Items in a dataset

○ ○ ○ ○ ○ ○ ○

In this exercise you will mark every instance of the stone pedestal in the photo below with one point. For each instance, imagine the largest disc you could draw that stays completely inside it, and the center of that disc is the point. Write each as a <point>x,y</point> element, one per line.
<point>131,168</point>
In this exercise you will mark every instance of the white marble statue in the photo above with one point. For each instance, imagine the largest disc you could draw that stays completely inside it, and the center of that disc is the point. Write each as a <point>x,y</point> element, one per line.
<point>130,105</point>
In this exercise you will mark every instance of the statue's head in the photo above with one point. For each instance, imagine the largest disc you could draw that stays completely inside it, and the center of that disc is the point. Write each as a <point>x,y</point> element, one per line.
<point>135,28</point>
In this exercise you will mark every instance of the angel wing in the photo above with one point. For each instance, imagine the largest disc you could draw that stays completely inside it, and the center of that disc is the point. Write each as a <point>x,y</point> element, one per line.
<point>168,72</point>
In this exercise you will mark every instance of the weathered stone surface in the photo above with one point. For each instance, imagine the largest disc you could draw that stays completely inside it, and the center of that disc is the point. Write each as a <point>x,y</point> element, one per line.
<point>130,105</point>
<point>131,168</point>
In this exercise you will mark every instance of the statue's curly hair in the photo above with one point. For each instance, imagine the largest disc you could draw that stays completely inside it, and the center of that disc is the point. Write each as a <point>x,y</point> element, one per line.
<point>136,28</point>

○ ○ ○ ○ ○ ○ ○

_Written instruction_: Reproduce the lines verbatim, beginning at the line that contains "the statue's curly" and continuing through the end of the items.

_Response to the exercise_:
In this exercise you will mark every instance of the statue's curly hair in the photo above with one point. For each instance, imagine the largest disc you could draw that stays completely inside it, and the center of that disc is the point. Write each as a <point>x,y</point> element, one per line.
<point>136,28</point>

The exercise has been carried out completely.